- **EXERCISE**: Set down every entry again exactly as it stands below.

- **RECORDS FOR THE TASK**:
**********

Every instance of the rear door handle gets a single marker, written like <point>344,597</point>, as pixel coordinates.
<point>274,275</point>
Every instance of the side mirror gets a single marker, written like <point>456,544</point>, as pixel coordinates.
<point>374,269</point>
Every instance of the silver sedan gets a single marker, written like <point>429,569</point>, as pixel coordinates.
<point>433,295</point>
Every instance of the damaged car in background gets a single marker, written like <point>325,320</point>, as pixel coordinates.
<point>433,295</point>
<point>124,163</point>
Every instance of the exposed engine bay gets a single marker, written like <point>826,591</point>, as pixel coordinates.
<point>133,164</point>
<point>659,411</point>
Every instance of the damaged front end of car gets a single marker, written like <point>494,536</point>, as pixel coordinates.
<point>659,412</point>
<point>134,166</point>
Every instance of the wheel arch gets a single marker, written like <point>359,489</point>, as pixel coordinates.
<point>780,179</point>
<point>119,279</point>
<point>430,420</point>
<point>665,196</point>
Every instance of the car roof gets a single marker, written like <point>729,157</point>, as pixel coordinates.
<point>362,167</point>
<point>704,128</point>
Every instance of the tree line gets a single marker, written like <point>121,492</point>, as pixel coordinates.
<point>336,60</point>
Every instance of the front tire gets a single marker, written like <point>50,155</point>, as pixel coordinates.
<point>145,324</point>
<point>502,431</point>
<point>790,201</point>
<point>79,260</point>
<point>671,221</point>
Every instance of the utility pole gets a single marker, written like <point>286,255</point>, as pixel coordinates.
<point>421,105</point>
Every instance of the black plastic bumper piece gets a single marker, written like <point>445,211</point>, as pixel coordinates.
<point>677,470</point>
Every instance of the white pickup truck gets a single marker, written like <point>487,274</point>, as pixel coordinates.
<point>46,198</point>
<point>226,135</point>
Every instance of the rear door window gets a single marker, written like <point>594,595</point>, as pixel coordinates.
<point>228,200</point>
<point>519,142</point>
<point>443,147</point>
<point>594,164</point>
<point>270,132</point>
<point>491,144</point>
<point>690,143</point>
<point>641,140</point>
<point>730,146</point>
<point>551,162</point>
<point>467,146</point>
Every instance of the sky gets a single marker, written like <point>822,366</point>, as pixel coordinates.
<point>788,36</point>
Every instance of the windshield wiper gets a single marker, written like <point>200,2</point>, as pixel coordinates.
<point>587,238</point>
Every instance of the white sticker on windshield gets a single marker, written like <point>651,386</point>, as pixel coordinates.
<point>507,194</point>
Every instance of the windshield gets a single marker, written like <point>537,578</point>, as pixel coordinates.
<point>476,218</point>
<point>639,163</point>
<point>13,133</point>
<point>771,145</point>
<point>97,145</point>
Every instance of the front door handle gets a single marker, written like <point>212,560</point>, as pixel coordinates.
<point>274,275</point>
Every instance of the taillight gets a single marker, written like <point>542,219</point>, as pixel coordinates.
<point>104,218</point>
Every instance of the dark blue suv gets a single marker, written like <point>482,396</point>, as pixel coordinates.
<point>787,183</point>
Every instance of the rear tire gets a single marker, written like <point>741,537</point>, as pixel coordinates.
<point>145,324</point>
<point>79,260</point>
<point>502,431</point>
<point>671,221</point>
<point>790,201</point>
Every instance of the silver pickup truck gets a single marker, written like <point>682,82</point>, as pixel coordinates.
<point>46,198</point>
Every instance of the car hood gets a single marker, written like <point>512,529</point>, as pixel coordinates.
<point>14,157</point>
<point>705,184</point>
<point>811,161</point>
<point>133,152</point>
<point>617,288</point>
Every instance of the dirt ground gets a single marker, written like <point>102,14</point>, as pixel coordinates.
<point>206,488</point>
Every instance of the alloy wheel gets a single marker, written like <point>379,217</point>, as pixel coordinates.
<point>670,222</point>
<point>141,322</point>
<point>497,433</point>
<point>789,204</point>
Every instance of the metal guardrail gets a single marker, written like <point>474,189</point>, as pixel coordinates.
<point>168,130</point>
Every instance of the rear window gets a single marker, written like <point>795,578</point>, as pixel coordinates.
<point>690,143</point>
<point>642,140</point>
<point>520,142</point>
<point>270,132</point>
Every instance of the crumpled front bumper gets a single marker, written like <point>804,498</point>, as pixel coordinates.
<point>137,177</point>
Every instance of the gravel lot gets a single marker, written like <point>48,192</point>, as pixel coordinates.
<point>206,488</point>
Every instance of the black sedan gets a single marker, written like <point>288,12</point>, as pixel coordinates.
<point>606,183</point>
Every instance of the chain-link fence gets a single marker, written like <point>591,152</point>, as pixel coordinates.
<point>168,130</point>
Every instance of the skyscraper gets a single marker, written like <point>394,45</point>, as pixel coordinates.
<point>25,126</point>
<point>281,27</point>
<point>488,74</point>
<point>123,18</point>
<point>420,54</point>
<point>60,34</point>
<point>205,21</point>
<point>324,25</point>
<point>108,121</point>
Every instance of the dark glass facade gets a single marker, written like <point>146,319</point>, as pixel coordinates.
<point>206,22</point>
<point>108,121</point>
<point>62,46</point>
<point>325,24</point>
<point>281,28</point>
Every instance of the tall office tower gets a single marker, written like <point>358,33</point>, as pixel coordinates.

**********

- **FINAL ANSWER**:
Every instance of the rear door handle gets a single marker, written like <point>344,597</point>, as pixel coordinates.
<point>274,275</point>
Every instance of the side mirror gets a single marker, written like <point>456,544</point>, as pixel coordinates.
<point>374,269</point>
Every instance of the silver sedan gets a single marker, written like <point>429,569</point>, as pixel coordinates.
<point>433,295</point>
Every instance of the damaged car in background gets a single marker, written like <point>325,320</point>, as pixel coordinates.
<point>433,295</point>
<point>124,163</point>
Every instance of the exposed engine bay gets a single marker, written like <point>826,591</point>, as pixel coordinates.
<point>133,164</point>
<point>659,411</point>
Every instance of the damaged front end of car gets a single marker, written like <point>494,536</point>, as pixel coordinates.
<point>659,412</point>
<point>134,166</point>
Every instance of the wheel arch gets a single marker, written like <point>359,489</point>, as pixel coordinates.
<point>780,179</point>
<point>119,279</point>
<point>430,420</point>
<point>665,196</point>
Every instance of the car roof gets a single marker, written like <point>729,157</point>, as pixel coordinates.
<point>362,167</point>
<point>704,128</point>
Every instance of the tree line gets a single marker, written like <point>121,492</point>, as pixel coordinates.
<point>336,60</point>
Every instance of the front tire gets a single marker, written like <point>50,155</point>, as pixel coordinates.
<point>145,324</point>
<point>502,431</point>
<point>790,201</point>
<point>79,260</point>
<point>671,221</point>
Every instance of the utility pole gets a single marker, written like <point>286,255</point>, as pixel coordinates.
<point>421,105</point>
Every instance of the black plastic bumper piece gets a single marker, written like <point>445,211</point>, as pixel coordinates.
<point>677,470</point>
Every instance of the white pickup truck gets a single marker, written like <point>487,274</point>, as pixel coordinates.
<point>46,198</point>
<point>226,135</point>
Every instance of the rear door window gets a single marker, written like <point>594,595</point>, as pixel coordinates.
<point>228,200</point>
<point>519,142</point>
<point>443,147</point>
<point>594,164</point>
<point>270,132</point>
<point>491,144</point>
<point>690,143</point>
<point>641,140</point>
<point>730,146</point>
<point>551,162</point>
<point>467,146</point>
Every instance of the sky gets a single marker, written like <point>822,366</point>, as pixel coordinates.
<point>788,36</point>
Every instance of the windshield wiper gets a single marker, written like <point>200,2</point>, as pixel coordinates.
<point>587,238</point>
Every instance of the white sticker on windshield gets a single marker, written like <point>651,386</point>, as pixel coordinates.
<point>507,194</point>
Every instance of the windshield gets a single marker, written like <point>537,578</point>, as pixel coordinates.
<point>476,218</point>
<point>639,163</point>
<point>13,133</point>
<point>771,145</point>
<point>97,145</point>
Every instance of the front door handle gets a single marker, written like <point>212,560</point>, as pixel coordinates.
<point>274,275</point>
Every instance of the taillight gets a single marker, written like <point>542,219</point>, as pixel coordinates.
<point>104,218</point>
Every instance of the dark blue suv gets a single marker, written like <point>482,396</point>, as pixel coordinates.
<point>787,183</point>
Every instance of the rear tire gets a single marker, written like <point>741,537</point>, as pixel coordinates.
<point>145,324</point>
<point>79,260</point>
<point>502,431</point>
<point>671,221</point>
<point>790,201</point>
Every instance of the silver pickup truck gets a single marker, written like <point>682,82</point>, as pixel coordinates.
<point>46,198</point>
Every instance of the car hood gets a single marker, written like <point>512,529</point>, as pixel coordinates.
<point>14,157</point>
<point>705,184</point>
<point>811,161</point>
<point>133,152</point>
<point>617,288</point>
Every instance of the dirt ground gets a single marker, written like <point>102,14</point>, as pixel coordinates.
<point>206,488</point>
Every instance of the alloy wheel gets a single marker, written like <point>379,217</point>, as pixel coordinates.
<point>670,222</point>
<point>141,322</point>
<point>497,433</point>
<point>789,204</point>
Every instance of the metal guardrail gets a single marker, written like <point>474,189</point>, as pixel coordinates.
<point>168,130</point>
Every instance of the rear window gets a single marker, written like <point>795,578</point>, as pixel coordinates.
<point>690,143</point>
<point>642,140</point>
<point>520,142</point>
<point>270,132</point>
Every instance of the crumpled front bumper gets a single marker, written like <point>804,498</point>, as pixel coordinates.
<point>137,177</point>
Every instance of the gravel lot gets a single marker, written like <point>48,192</point>, as pixel coordinates.
<point>206,488</point>
Every instance of the black sedan gets a single marker, written like <point>288,12</point>, as pixel coordinates.
<point>606,183</point>
Every instance of the chain-link fence gets a single marker, written like <point>591,152</point>, as pixel coordinates.
<point>168,130</point>
Every instance of the skyscraper gets a single marker, written like <point>394,45</point>, as pixel coordinates.
<point>25,126</point>
<point>281,27</point>
<point>488,74</point>
<point>123,18</point>
<point>420,54</point>
<point>60,34</point>
<point>205,21</point>
<point>324,25</point>
<point>108,121</point>
Every instance of the dark glass facade gets a single marker, written like <point>146,319</point>, as pixel coordinates.
<point>206,22</point>
<point>108,121</point>
<point>62,46</point>
<point>325,24</point>
<point>281,28</point>
Every instance of the tall office tower gets a single marker, written like <point>358,33</point>, as pixel coordinates.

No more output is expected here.